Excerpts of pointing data
******

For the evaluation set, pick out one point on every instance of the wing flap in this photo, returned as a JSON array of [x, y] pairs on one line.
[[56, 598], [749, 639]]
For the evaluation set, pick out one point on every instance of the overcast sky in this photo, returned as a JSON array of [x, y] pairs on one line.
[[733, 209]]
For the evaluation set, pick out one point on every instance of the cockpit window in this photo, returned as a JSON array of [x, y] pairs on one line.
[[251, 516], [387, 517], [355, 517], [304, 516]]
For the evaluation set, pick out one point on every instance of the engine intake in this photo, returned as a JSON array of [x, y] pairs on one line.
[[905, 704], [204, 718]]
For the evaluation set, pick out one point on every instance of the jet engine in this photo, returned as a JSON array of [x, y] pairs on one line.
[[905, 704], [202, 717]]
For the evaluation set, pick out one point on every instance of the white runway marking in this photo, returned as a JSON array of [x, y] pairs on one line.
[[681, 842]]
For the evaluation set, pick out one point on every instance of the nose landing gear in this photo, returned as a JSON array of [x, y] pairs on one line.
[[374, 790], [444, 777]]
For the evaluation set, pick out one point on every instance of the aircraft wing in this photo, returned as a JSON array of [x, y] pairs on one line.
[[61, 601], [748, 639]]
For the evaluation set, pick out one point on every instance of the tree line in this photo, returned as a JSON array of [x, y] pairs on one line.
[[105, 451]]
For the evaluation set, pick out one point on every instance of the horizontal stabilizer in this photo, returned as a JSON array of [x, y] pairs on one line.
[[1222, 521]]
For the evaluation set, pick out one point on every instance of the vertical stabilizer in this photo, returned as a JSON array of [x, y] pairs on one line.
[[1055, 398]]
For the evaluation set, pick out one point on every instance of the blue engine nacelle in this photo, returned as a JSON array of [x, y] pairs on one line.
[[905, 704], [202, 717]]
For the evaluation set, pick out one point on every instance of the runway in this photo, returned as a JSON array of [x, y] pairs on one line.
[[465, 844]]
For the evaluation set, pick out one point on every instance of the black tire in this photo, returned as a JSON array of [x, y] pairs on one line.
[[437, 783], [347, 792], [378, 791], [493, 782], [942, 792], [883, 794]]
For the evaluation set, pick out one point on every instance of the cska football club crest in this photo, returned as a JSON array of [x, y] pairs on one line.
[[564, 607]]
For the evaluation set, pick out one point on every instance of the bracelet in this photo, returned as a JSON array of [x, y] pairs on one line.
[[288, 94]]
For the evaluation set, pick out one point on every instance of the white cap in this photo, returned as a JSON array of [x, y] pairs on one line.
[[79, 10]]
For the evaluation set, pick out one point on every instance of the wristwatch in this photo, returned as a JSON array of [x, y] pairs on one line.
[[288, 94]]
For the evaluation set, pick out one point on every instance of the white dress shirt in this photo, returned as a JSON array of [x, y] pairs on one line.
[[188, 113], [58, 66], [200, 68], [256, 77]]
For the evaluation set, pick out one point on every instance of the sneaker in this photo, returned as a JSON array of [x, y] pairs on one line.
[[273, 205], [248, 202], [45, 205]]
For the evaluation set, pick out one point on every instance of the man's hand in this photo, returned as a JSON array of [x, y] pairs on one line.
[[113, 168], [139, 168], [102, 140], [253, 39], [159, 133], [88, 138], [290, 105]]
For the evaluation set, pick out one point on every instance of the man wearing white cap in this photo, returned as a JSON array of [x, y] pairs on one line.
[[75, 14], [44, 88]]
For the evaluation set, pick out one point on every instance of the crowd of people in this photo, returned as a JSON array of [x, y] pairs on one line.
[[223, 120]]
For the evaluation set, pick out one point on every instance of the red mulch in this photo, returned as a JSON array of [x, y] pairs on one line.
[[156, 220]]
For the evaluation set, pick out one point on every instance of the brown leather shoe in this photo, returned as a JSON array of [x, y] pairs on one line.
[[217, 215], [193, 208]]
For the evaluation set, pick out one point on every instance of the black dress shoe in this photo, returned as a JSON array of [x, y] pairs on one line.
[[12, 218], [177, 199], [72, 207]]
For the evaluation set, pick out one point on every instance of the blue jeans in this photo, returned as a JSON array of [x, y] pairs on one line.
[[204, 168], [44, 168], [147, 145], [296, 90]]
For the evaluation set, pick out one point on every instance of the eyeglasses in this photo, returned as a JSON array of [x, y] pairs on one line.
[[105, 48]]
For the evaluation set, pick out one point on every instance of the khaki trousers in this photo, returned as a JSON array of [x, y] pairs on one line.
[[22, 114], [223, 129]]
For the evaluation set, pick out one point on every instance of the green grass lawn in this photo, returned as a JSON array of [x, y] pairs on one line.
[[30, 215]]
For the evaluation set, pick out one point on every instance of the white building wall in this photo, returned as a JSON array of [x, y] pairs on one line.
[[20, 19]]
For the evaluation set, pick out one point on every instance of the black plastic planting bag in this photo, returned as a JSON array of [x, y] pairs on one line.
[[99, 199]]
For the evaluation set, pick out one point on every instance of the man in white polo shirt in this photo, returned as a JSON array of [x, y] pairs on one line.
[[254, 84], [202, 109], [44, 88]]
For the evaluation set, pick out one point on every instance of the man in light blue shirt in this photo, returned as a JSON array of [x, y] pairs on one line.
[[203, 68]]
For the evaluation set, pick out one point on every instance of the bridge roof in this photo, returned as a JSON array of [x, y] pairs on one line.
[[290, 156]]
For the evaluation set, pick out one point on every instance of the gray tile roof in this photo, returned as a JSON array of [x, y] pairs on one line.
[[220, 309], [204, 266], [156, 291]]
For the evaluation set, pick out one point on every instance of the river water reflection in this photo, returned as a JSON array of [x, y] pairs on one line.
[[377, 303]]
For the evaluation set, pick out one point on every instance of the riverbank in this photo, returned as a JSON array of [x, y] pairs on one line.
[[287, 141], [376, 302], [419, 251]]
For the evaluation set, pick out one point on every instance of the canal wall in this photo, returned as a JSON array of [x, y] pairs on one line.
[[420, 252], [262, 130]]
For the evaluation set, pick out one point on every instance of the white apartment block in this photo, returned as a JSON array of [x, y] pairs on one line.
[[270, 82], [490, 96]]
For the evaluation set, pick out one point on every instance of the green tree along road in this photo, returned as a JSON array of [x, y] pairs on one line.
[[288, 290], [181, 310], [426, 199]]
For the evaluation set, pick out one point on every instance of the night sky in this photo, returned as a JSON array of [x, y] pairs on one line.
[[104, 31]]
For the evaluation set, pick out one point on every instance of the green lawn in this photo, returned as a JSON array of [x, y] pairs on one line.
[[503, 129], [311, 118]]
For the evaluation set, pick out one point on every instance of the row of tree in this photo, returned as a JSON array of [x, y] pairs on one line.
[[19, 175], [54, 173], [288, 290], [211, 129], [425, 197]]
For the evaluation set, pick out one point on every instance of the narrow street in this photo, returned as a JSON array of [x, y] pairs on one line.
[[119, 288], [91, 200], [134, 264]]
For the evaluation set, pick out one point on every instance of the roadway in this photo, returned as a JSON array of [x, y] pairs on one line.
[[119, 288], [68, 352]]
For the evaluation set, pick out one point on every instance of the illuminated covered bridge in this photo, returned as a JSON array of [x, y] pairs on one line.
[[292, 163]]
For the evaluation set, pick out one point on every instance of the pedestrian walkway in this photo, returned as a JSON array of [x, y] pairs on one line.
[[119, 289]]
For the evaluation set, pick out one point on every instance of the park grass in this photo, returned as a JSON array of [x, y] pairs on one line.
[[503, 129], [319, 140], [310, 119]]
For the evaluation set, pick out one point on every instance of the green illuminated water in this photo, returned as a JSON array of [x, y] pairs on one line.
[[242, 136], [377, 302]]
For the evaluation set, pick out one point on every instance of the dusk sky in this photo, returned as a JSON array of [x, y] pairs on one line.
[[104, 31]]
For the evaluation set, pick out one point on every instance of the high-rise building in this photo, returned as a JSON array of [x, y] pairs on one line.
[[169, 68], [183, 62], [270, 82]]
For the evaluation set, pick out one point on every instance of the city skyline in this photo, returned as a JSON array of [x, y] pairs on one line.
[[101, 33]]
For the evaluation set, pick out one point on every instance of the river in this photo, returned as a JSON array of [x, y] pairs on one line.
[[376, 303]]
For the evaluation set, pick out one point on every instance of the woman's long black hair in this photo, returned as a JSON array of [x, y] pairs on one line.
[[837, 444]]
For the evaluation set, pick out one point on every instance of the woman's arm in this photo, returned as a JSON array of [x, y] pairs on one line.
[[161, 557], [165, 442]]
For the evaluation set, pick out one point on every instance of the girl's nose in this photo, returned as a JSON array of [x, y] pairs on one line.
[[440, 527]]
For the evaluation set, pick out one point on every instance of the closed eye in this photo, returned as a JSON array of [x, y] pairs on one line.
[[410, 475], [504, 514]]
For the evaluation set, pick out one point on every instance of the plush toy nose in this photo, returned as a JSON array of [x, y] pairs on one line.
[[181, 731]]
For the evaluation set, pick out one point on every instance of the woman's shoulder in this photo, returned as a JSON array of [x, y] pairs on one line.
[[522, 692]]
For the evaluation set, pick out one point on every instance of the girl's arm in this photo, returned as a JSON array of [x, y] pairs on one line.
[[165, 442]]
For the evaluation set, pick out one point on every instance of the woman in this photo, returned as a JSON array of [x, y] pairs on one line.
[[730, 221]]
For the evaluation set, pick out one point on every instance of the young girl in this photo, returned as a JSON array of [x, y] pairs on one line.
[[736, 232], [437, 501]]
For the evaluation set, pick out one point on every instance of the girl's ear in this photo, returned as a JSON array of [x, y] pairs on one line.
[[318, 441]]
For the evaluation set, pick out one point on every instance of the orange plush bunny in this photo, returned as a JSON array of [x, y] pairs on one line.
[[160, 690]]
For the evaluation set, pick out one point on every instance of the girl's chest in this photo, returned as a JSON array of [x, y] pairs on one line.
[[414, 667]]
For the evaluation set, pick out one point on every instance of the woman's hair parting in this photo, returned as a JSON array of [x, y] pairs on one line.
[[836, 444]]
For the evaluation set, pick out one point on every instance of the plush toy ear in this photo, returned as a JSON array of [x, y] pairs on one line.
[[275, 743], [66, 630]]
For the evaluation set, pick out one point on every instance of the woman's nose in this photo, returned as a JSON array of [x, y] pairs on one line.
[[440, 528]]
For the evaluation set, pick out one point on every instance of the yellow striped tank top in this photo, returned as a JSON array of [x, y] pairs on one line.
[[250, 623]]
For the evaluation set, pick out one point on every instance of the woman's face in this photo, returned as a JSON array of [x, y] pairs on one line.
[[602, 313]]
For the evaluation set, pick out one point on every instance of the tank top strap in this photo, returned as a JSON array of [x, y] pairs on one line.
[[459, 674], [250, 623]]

******

* [Instructions for the task]: Please return the lines of the entries above, starting at the line that contains "the black plastic" and ending at the line that contains "[[503, 129], [311, 118]]", with both of those lines included. Reproduce them word for word and return nothing else.

* [Answer to the exercise]:
For the evaluation set, pick out one point on every instance of the black plastic planting bag in this photo, returned as a JSON array of [x, y] pairs on one line.
[[99, 199]]
For the evaluation set, pick out one point on every instance of the man in white polo shirt in this photo, returned as a JSON array of [x, y] pairs on one line.
[[254, 84], [202, 109], [44, 88]]
For the evaluation set, pick out one point on every instance of the man in light blue shirt in this photo, returned as a JSON array of [x, y] pairs on one line.
[[203, 68]]
For the evaluation set, pick out one point on every instance of the bridge roof in this photo, returned as a JSON array of [x, y] pairs on one line.
[[290, 156]]
For the evaluation set, pick out one point on every instance of the gray tile roof in this photo, returned as a JSON array of [x, y] pairs on one line.
[[220, 309], [204, 266], [156, 291]]
For the evaluation set, pick out one point on every instance of the river water reflection in this photo, returned as a JSON array of [x, y] pairs on one line.
[[377, 303]]
For the evaluation set, pick out one point on every instance of the riverbank in this photo, returned as a JSON array of [x, y] pairs on one line.
[[287, 141], [376, 302], [419, 251]]
For the evaluation set, pick out one point on every instance of the canal wall in this photo, returned as a JSON array of [x, y] pairs on one line.
[[420, 252], [262, 130]]
For the evaluation set, pick out one point on every instance of the white apartment block in this photo, returned as a JSON array of [x, y] pairs on one line.
[[270, 82], [490, 96]]
For the evaluation set, pick out one point on every instance of the green tree along road in this photo, returned as a JSON array of [x, y] pairs on one line.
[[288, 290], [181, 310], [426, 199]]
For the evaluation set, pick out one point on every instance of the night sky in this photo, returned as a JSON array of [x, y] pairs on one line.
[[104, 31]]
For the evaluation set, pick out one point on every instance of the green lawn in this photo, returned as a JSON array of [x, y] pairs on one line.
[[503, 129], [311, 118]]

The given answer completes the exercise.